--- Start ---
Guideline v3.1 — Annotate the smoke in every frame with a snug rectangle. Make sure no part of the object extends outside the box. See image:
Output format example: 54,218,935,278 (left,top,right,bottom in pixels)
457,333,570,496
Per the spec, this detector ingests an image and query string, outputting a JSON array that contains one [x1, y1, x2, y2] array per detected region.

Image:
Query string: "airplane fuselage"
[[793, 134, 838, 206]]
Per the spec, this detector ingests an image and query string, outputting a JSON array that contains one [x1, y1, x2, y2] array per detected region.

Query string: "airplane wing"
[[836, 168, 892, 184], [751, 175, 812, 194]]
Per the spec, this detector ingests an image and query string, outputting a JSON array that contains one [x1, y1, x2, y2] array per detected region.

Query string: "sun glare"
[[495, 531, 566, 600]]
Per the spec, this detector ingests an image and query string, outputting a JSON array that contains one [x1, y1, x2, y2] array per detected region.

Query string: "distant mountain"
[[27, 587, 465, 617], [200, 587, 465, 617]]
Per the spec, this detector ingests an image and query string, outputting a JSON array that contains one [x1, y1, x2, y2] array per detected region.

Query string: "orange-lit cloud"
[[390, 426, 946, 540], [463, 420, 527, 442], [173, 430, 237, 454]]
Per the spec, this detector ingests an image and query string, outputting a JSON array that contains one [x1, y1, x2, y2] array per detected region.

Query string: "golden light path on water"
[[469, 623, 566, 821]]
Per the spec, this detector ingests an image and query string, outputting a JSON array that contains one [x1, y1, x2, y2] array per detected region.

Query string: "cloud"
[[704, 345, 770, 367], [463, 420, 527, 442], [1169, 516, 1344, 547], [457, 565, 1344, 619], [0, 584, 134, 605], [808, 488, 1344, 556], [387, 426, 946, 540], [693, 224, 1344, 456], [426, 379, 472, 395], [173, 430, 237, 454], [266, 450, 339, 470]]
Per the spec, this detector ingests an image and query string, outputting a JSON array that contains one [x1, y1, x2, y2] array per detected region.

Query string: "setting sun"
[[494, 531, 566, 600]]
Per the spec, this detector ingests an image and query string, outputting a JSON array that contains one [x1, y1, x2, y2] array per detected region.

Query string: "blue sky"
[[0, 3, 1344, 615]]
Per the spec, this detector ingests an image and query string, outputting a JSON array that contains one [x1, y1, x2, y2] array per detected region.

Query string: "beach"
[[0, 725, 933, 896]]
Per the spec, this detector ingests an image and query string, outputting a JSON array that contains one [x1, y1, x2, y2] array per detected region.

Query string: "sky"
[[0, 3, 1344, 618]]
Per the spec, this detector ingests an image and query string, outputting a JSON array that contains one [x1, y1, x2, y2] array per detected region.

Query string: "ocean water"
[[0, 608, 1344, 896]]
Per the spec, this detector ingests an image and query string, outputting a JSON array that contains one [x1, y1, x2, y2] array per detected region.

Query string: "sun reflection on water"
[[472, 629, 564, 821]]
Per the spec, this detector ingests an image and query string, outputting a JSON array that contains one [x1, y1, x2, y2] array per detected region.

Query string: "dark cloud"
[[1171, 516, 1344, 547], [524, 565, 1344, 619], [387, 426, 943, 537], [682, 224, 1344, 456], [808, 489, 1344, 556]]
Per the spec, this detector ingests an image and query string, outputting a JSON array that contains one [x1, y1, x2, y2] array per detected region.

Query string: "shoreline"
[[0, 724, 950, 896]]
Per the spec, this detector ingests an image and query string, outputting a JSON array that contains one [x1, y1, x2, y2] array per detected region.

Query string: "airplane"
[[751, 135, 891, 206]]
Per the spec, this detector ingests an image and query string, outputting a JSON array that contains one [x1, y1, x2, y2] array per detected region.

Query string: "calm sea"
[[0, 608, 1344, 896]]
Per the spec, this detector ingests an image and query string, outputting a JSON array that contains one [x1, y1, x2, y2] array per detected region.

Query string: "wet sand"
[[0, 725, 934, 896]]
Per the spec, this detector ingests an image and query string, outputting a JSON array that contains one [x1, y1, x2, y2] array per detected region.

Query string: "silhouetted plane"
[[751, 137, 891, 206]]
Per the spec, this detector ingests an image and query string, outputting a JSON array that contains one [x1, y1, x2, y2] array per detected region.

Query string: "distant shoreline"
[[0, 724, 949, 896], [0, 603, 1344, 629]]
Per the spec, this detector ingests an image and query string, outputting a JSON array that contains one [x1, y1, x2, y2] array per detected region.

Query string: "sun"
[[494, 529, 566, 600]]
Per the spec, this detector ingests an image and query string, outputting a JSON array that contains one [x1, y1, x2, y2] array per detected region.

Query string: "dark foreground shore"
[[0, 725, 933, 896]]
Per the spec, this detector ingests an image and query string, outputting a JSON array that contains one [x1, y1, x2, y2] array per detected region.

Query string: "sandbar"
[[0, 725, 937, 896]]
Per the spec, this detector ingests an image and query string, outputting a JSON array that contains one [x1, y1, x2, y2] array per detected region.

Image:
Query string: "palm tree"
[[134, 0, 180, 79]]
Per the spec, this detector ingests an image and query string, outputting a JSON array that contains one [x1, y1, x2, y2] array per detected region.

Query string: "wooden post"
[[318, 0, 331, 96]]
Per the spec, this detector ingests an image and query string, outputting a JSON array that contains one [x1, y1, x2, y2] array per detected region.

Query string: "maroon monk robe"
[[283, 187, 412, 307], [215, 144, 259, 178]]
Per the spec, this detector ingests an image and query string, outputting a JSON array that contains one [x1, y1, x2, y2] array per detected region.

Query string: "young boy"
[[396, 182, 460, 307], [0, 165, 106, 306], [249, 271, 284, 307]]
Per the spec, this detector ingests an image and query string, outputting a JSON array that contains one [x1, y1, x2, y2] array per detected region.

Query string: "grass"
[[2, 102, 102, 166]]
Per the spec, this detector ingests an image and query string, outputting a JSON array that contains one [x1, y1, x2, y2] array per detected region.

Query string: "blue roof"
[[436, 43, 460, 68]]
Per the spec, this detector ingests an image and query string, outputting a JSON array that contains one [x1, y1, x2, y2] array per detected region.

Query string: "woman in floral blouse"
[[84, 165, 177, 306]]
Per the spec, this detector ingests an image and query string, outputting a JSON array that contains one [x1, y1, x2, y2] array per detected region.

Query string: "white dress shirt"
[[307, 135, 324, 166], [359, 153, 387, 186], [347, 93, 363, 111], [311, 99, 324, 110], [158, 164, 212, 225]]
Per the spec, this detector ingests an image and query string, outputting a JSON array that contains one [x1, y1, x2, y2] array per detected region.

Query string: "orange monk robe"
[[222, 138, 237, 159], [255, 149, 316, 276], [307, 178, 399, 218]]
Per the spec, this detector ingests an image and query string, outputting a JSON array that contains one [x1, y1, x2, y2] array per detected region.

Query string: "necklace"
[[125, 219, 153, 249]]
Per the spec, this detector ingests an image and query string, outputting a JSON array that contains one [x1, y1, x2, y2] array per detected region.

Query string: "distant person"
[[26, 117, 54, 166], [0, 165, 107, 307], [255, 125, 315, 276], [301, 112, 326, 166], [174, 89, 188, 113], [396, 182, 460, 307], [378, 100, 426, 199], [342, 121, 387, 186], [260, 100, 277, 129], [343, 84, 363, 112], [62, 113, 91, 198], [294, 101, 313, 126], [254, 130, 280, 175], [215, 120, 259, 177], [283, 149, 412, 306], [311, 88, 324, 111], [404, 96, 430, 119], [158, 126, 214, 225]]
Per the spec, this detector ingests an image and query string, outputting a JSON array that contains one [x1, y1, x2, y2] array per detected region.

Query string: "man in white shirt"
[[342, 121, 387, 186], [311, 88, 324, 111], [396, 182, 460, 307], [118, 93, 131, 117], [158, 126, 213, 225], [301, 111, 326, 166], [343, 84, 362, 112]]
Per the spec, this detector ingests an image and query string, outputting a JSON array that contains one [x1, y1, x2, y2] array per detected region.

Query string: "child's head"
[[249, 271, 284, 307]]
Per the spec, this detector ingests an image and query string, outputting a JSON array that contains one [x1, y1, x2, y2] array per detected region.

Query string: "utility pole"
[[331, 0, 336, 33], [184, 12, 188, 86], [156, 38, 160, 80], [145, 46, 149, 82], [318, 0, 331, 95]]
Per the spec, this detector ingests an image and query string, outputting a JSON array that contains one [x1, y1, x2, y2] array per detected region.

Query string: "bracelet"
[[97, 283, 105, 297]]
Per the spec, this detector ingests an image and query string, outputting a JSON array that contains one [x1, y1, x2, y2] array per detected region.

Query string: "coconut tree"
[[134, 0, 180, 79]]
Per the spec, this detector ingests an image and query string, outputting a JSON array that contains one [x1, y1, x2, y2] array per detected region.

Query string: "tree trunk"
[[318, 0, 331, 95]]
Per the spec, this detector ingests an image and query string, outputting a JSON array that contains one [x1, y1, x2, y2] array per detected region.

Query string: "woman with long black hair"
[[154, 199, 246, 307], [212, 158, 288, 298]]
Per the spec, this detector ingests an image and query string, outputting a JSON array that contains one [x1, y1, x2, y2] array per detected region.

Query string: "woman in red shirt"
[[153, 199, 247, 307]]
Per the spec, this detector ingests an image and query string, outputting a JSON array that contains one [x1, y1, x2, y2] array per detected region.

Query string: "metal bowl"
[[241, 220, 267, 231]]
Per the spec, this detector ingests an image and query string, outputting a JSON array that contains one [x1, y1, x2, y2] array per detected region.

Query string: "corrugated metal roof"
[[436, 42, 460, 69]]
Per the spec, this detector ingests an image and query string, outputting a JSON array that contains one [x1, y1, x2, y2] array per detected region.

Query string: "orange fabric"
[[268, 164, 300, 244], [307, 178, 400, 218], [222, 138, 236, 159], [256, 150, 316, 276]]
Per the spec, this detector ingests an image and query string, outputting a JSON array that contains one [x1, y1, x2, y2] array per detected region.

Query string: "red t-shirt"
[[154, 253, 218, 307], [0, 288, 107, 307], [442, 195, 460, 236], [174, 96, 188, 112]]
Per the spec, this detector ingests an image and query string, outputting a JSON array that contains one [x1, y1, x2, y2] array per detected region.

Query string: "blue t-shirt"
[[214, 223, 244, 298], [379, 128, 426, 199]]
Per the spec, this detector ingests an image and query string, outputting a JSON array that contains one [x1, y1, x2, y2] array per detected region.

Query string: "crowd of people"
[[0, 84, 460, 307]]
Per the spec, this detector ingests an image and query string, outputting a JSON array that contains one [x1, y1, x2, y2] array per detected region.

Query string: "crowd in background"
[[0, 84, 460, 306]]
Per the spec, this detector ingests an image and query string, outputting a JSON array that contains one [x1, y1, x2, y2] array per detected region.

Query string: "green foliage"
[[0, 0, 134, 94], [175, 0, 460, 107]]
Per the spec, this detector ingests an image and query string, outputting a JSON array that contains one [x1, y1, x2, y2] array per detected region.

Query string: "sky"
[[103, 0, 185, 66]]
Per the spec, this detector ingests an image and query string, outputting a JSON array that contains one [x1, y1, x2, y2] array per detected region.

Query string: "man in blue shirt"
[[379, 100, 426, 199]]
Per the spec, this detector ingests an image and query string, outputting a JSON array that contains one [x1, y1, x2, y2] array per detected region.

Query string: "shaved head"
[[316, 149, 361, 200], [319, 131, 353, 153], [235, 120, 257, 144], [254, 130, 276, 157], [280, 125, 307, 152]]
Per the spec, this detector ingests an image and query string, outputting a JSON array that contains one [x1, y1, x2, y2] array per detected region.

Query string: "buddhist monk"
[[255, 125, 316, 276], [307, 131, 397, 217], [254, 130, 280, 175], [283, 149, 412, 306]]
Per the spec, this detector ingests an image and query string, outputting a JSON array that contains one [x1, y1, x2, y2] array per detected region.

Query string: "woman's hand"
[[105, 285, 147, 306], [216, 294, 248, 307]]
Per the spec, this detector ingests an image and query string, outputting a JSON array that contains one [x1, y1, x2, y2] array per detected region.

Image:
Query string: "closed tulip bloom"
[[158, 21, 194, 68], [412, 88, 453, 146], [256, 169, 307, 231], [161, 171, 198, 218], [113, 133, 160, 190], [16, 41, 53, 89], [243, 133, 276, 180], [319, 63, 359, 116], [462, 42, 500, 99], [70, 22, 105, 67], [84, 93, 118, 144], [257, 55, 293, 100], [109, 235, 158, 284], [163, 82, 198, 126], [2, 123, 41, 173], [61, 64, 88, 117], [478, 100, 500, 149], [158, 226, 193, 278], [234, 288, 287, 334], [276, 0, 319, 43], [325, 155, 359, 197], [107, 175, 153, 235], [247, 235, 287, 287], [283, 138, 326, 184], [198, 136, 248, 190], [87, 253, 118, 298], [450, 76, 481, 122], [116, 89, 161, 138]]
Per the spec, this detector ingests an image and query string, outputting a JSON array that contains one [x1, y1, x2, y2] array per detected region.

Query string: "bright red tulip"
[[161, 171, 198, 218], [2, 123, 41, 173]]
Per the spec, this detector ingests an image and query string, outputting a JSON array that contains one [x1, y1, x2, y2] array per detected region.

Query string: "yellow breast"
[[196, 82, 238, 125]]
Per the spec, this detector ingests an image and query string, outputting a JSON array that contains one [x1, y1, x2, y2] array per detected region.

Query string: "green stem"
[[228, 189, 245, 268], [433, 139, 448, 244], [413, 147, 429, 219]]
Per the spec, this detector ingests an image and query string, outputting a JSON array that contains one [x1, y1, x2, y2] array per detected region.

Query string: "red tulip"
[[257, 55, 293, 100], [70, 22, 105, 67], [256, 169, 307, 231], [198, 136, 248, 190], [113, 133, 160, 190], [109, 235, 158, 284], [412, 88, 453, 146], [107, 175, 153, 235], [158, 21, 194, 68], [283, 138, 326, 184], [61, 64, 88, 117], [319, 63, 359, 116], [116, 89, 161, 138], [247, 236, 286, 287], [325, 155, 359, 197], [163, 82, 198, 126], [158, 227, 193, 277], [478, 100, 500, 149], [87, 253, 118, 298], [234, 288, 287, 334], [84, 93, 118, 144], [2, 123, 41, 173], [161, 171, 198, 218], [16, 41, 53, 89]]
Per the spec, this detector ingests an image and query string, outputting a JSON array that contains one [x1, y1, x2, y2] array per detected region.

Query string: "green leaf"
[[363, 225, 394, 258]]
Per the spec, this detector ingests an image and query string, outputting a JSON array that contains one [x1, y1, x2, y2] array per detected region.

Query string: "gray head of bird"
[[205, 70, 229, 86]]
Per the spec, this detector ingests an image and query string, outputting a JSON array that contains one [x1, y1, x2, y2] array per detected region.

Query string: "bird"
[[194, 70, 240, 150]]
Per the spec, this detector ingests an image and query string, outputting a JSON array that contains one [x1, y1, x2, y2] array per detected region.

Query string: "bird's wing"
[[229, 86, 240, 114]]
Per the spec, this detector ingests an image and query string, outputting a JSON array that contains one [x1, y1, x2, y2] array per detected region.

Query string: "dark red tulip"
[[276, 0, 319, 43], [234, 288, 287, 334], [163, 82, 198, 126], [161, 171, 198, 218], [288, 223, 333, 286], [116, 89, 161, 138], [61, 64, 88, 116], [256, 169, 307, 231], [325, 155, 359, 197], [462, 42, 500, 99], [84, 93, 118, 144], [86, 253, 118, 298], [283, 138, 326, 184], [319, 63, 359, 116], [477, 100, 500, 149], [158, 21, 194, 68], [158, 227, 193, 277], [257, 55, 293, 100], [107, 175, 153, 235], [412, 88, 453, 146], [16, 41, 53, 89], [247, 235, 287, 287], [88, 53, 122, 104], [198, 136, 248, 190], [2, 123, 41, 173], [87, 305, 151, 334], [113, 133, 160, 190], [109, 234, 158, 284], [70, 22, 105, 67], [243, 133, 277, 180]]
--- End ---
◆ Problem: Update everything from the start of the entries down to the line containing "457,333,570,496", replacing "snug" with "tight" and keeping all else unchanged.

◆ Task response:
Guideline v3.1 — Annotate the smoke in every frame with a tight rectangle. Make sure no part of the object extends outside the box. See image:
Output format example: 54,218,935,278 (left,top,right,bottom in pixels)
457,333,570,496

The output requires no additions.